### Aim of the task
Retype the listing below exactly, beginning at the line that contains "Task: annotate the skin with" and ending with its last line.
+++++
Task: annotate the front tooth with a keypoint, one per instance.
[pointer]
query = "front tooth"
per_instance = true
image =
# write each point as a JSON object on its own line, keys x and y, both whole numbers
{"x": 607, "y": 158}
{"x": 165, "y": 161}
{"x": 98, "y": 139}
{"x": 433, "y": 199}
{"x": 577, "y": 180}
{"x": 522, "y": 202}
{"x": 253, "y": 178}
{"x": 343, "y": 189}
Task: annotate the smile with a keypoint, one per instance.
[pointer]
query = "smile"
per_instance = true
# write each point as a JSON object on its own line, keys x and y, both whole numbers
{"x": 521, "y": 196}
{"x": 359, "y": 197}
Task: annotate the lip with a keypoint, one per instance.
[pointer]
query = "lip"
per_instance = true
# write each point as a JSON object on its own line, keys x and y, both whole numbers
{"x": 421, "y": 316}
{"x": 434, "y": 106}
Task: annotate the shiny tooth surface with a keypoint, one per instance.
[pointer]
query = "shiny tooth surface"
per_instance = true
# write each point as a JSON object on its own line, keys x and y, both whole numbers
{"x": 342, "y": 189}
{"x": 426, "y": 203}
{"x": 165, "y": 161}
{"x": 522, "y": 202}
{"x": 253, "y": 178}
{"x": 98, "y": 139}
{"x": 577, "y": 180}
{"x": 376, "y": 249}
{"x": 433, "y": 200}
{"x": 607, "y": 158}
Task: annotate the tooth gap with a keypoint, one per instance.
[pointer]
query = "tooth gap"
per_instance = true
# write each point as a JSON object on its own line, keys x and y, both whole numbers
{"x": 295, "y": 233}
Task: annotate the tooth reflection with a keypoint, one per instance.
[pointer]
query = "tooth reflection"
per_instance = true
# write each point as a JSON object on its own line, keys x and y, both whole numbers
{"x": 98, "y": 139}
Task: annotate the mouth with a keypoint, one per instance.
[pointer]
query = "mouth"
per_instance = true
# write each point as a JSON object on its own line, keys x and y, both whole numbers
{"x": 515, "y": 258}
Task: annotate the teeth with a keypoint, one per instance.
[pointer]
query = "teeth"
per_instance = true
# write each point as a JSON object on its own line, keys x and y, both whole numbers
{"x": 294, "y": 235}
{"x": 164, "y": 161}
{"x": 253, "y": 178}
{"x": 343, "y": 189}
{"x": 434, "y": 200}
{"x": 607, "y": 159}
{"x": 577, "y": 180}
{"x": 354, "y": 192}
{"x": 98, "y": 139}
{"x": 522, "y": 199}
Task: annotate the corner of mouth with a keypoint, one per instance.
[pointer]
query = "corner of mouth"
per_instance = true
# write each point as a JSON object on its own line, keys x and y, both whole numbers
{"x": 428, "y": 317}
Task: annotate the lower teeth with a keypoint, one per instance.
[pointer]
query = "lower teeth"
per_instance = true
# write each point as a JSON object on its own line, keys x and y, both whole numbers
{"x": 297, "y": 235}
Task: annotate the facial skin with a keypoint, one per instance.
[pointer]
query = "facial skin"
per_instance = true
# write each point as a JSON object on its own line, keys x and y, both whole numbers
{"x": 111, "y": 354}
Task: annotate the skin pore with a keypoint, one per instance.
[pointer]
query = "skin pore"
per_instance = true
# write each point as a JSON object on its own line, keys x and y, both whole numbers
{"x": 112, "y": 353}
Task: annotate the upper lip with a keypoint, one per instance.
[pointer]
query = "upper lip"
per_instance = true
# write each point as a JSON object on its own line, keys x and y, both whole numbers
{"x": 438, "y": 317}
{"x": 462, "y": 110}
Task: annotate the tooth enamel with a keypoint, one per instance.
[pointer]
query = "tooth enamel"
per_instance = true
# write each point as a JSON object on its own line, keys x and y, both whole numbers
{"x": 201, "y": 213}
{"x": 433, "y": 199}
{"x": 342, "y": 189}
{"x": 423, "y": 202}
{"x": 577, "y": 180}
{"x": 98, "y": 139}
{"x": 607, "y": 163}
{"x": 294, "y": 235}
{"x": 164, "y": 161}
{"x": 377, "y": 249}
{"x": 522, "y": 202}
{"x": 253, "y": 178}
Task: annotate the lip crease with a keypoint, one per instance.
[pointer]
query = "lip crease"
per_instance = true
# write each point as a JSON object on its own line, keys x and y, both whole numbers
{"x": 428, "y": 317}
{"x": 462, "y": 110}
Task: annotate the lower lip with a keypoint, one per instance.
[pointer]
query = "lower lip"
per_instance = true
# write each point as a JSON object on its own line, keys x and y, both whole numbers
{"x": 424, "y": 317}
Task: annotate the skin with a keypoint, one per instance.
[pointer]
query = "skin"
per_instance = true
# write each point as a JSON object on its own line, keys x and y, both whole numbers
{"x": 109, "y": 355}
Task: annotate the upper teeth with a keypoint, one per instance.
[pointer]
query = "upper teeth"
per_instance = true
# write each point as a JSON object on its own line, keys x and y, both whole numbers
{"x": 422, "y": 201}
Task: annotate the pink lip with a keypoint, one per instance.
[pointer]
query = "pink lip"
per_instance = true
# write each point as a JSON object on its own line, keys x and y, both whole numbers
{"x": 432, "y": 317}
+++++
### Task response
Task: annotate the skin with a keypoint, one per instance.
[pointer]
query = "skin"
per_instance = true
# write each point as a JSON object on its own line, keys x and y, both whole numbers
{"x": 109, "y": 355}
Task: annotate the upper teeth with a keypoint, one per instance.
[pointer]
query = "upper teeth"
per_instance = true
# write each point as a JSON object on its own line, keys x and y, both whole numbers
{"x": 422, "y": 201}
Task: annotate the pink lip with a keypoint, one per instance.
[pointer]
query = "pink lip"
per_instance = true
# write each point as a JSON object on its own line, keys x and y, both whole numbers
{"x": 432, "y": 317}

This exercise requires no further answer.